• [Dokument]

════

To jest tylko wersja do druku, aby zobaczyć pełną wersję tematu, kliknij TUTAJ
Forum Opel Corsa - Fan Klub
Opel Corsa - forum, dyskusje, porady, poradniki, modele Opla Corsy, wszystko co związane z Oplem Corsą

Układ elektryczny, zapłon - Pilne pytanie do forumowych elektroników!

morhol - 16 Grudzień 2009, 17:01
Temat postu: Pilne pytanie do forumowych elektroników!
Rozebrałem silniczek elektrycznej regulacji światła bo nie działał i moim oczom ukazało się to:

teraz przeczyściłem płytkę jakimś środkiem do styków i wygląda tak:

widać korozję ścieżek. Czy da się ją jeszcze uratować? Jeśli tak to w jaki sposób? Dodam tylko że płytkę doprowadziła do tego stanu pęknięta obudowa.

════

• [Zadanie A]
Wypisz wszystkie pozycje, które wpis z forum podaje po słowach „Opel Corsa -” w opisie pod nazwą forum.
• [Zadanie B]
Odpowiedz krótko na pytania do wpisu z forum:
(i) Co autor rozebrał, bo nie działało?
(ii) Czym przeczyścił płytkę?
(iii) Co doprowadziło płytkę do takiego stanu?
• [Zadanie C]
Dopisz dalszy ciąg wpisu z forum, zaczynając po jego ostatnim zdaniu.

• [Zawartość zbioru danych]
════

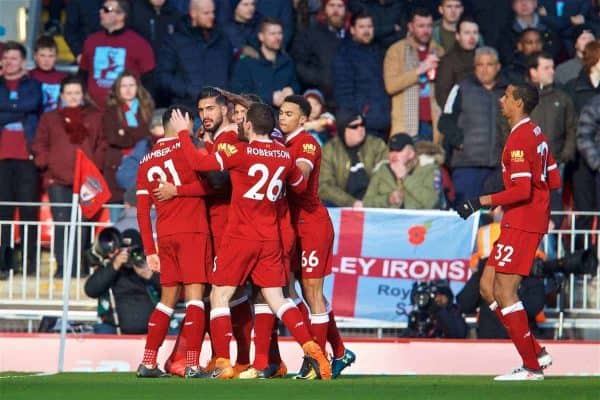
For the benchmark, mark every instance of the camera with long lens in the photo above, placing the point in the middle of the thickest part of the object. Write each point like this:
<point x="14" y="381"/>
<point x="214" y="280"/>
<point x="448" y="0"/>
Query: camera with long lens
<point x="580" y="262"/>
<point x="422" y="298"/>
<point x="111" y="239"/>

════

• [Odpowiedź A]
- forum
- dyskusje
- porady
- poradniki
- modele Opla Corsy
- wszystko co związane z Oplem Corsą

• [Odpowiedź B]
(i) Silniczek elektrycznej regulacji światła.
(ii) Jakimś środkiem do styków.
(iii) Pęknięta obudowa.

• [Odpowiedź C]
Anonymous - 16 Grudzień 2009, 18:18

Tam gdzie zeszła na "zielona farbka" na ścieżkach to środek chroniący je przed zaśniedzeniem (czyli tzw rdza miedzi). Jak uratować tą płytkę? no wiec po kolei:

1. drobno ziarnisty papier ścierny i czyścisz ścieżki na płytce tak by się lśniły.
2. Lutownica , kalafonia, cyna i poprawiasz wszystkie luty na płytce, bo wyglądają fatalnie.
3. Za pomocą omomierza i sprawnego oka sprawdzasz czy ścieżki nie są poprzerywane, jak znajdziesz przerwaną, to łączysz punkty lutownicze pomiędzy przerwaniem za pomocą drucika (izolowanego).
4. Jak to zrobisz i o ile jakieś elementy po drugiej stronie płytki nie uległy uszkodzeniu to powinno działać.
5. Jak będzie działać to zamalowujesz ścieżki roztworem kalafonii i spirytusu albo dowolną farbą.

Ja na oko ze zdjęcia widzę już jedną przerwaną ścieżkę i kilka nie pewnych miejsc.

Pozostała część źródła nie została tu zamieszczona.